━━━━━ SUPPLIED MATERIAL

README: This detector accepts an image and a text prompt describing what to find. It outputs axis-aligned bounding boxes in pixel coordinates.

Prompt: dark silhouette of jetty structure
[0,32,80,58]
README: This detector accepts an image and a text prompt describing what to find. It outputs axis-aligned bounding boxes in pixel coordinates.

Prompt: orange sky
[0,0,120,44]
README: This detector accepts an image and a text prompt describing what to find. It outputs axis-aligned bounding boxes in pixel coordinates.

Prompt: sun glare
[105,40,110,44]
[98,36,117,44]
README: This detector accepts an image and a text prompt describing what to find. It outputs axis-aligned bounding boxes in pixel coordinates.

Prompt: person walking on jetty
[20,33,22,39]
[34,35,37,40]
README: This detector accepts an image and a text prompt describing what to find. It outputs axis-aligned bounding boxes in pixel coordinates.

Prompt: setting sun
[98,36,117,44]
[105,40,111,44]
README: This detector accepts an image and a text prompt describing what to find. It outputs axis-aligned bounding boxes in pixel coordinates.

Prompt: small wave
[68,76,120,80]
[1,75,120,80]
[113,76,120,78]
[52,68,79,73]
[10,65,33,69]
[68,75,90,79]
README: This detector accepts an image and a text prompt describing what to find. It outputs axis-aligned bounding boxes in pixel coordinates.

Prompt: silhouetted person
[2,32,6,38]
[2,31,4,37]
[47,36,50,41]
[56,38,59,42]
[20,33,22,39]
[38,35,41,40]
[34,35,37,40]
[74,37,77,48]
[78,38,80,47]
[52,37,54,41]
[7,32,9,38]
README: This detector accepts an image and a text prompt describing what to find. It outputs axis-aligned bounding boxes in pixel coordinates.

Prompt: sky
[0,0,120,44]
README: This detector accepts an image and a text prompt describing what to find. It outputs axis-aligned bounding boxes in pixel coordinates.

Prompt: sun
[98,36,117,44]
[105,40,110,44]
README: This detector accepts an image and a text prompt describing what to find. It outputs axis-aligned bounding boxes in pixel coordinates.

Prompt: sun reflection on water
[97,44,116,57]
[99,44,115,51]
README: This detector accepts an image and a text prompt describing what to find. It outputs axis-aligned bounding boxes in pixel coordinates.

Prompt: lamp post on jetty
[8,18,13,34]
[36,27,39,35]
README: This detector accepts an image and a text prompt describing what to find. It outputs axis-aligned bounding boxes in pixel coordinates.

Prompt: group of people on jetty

━━━━━━━━━━

Reproduce all of the material above without alteration.

README: This detector accepts an image and a text prompt describing what to find. It outputs axis-aligned bounding boxes in pixel coordinates.

Prompt: dark silhouette of jetty structure
[0,32,80,58]
README: This detector accepts an image and a text prompt describing what to find. It outputs axis-aligned bounding boxes in pixel coordinates.

Prompt: orange sky
[0,0,120,44]
README: This detector accepts an image and a text prompt describing what to find. It outputs axis-aligned bounding boxes in pixel coordinates.

Prompt: sun glare
[105,40,110,44]
[98,36,117,44]
README: This detector accepts an image and a text prompt describing what to find. It outputs axis-aligned bounding boxes in pixel coordinates.

Prompt: person walking on jetty
[20,33,22,39]
[34,35,37,40]
README: This detector accepts an image and a text prompt describing what to find. It outputs axis-aligned bounding boxes in pixel coordinates.

Prompt: setting sun
[98,36,117,44]
[105,40,111,44]
README: This detector accepts an image and a text prompt describing what to find. It outputs axis-aligned bounding boxes in pixel coordinates.

Prompt: small wave
[68,76,120,80]
[1,75,120,80]
[113,76,120,78]
[52,68,79,73]
[10,65,33,69]
[68,75,90,79]
README: This detector accepts an image and a text prompt describing what to find. It outputs axis-aligned bounding boxes in pixel coordinates.

Prompt: silhouetted person
[2,32,6,38]
[2,31,4,37]
[47,36,50,41]
[56,38,59,42]
[20,33,22,39]
[38,35,41,40]
[34,35,37,40]
[74,37,77,48]
[78,38,80,47]
[52,37,54,41]
[7,32,9,38]
README: This detector accepts an image and a text prompt describing what to find. It outputs axis-aligned bounding boxes in pixel coordinates.

Prompt: sky
[0,0,120,44]
README: This detector accepts an image and a text prompt describing what to find. It outputs axis-aligned bounding boxes in pixel coordinates.

Prompt: sun
[98,36,117,44]
[105,40,110,44]
README: This detector accepts an image and a text prompt describing what to find. It outputs axis-aligned bounding boxes in pixel coordinates.

Prompt: sun reflection on water
[97,44,116,57]
[99,44,115,51]
README: This detector accepts an image and a text prompt describing what to find. It outputs axis-aligned bounding boxes in pixel coordinates.

Prompt: lamp post on jetty
[8,18,13,34]
[36,27,39,35]
README: This detector accepts an image and a text prompt describing what to find. It outputs axis-aligned bounding boxes in pixel coordinates.

Prompt: group of people on jetty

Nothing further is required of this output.